**What the task requires:** Copy every entry exactly.
BEGIN Supplied information
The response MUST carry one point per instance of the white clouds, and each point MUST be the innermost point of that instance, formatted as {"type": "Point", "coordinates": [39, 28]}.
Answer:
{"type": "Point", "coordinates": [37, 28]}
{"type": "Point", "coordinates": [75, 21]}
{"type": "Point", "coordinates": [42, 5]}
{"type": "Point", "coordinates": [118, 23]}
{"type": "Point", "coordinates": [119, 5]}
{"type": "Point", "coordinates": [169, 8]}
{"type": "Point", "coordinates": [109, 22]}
END Supplied information
**Solution to this task:**
The response MUST carry one point per instance of the white clouds, and each point MUST be the innermost point of that instance, formatted as {"type": "Point", "coordinates": [39, 28]}.
Answer:
{"type": "Point", "coordinates": [37, 28]}
{"type": "Point", "coordinates": [75, 21]}
{"type": "Point", "coordinates": [42, 5]}
{"type": "Point", "coordinates": [118, 23]}
{"type": "Point", "coordinates": [119, 5]}
{"type": "Point", "coordinates": [169, 8]}
{"type": "Point", "coordinates": [109, 22]}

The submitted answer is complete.